— start —
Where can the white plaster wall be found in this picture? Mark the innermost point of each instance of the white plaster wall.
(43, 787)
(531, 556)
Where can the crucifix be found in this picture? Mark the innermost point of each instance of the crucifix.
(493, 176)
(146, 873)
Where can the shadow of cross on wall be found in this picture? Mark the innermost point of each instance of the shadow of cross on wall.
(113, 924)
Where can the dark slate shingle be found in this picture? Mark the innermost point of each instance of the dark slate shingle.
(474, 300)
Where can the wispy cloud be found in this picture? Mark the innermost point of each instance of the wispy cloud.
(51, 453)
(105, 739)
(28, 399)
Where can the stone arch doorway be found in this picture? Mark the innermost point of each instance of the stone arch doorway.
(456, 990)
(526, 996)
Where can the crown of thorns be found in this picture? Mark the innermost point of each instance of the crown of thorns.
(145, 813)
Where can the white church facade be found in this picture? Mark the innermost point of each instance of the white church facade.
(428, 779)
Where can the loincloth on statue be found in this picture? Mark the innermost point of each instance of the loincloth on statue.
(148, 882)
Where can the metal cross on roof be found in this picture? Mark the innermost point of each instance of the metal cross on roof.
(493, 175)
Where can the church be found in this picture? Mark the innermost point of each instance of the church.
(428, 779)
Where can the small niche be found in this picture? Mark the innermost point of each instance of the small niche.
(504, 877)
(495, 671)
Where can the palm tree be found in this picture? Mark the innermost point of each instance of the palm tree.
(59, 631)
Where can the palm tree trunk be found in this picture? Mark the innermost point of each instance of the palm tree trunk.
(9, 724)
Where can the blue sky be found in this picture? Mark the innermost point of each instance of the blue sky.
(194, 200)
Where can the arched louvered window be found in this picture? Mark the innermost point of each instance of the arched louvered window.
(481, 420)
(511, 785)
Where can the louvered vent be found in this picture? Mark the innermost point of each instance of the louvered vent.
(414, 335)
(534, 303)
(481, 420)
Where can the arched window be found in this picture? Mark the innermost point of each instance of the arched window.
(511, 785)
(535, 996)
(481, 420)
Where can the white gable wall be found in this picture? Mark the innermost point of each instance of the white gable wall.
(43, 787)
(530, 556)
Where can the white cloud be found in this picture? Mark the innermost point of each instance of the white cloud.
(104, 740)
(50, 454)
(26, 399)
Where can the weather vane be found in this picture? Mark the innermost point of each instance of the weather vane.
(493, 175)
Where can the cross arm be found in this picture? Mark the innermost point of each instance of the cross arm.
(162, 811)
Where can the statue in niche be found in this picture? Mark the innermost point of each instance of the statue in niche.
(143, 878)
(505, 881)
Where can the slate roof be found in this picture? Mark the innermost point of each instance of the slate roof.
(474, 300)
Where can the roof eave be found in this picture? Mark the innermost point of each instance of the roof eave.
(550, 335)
— end —
> **OBJECTIVE**
Rewrite all of the records above with "innermost point" renamed to "central point" wherever it occurs, leaving every other word unchanged.

> **RIGHT ANSWER**
Where can the white plaster wall be found in this picture? Mark the central point of each instance of the white plaster wall.
(43, 787)
(531, 556)
Where can the crucifix be found in this picture? Mark the central point of each instance of the crucifix.
(493, 176)
(146, 873)
Where can the shadow of cross on wall be found in this picture? Mark the central point of each instance of the shadow of cross on wall.
(113, 924)
Where can the dark slate shingle be found in this picture? Mark the central point of each instance of the dark slate shingle.
(474, 300)
Where can the wispy cloud be found in this picture? Mark the central point of each instance of the wispy cloud.
(51, 453)
(105, 739)
(28, 399)
Where can the stone arch doorway be found in this picture? Mark the central point of each instance of the stone arch doorway.
(456, 990)
(526, 996)
Where can the crown of thorns be found in this picture? Mark the central point of each instance of the crown of thorns.
(145, 813)
Where can the white church facade be found in this picture? Mark the central point of each instance of the white church facade.
(428, 779)
Where can the loincloth on statue be found in this picture? Mark the central point of each instance of the loincloth on statue.
(148, 882)
Where can the metal cross on roof be found in this picture? Mark the central point of each instance of the metal cross on roof.
(493, 175)
Where can the church be found in this picture? Mark the central point of each instance of the church.
(428, 779)
Where can the small niche be found in this picture? Mark the central point of each instance of the small niche.
(504, 877)
(495, 671)
Where can the palm tree be found in this picture? Mark the central point of each instance of the palm tree.
(59, 631)
Where can the palm tree trunk be found in this picture? Mark the central point of each instance of the palm tree trunk.
(9, 724)
Where can the blue sky be found in this picture? Mark the central point of each instance of the blue sky.
(194, 200)
Where can the arched louvered window be found in this picture? Mark the central point of each instance of the arched louvered window.
(481, 420)
(511, 785)
Where can the louvered vent be found in this picture? Mark the central point of each instance of the louvered vent.
(414, 335)
(534, 303)
(481, 420)
Where can the arched window be found in this picture? Mark the central point of each instance of the arched window.
(511, 785)
(535, 996)
(481, 420)
Where can the white gable wall be found in this picture? Mark the central point of each instance of the white gable wall.
(43, 787)
(530, 556)
Where can the white cloud be found in this picture? Mark the central point of each instance of the white cloud.
(104, 740)
(50, 454)
(26, 399)
Where can the weather vane be found in this picture? Mark the central point of each instance of the weather vane.
(493, 175)
Where can the cross arm be found in this picture? Mark the central point of each instance of the cross arm.
(162, 811)
Where can the statue in niche be found in this picture? Mark the central point of each instance of the statue in niche.
(143, 878)
(505, 881)
Where can the slate roof be found in this picture? Mark the central point of each instance of the slate roof.
(474, 300)
Where can the roof eave be found in this picture? Mark the central point of each instance of the roof eave.
(550, 335)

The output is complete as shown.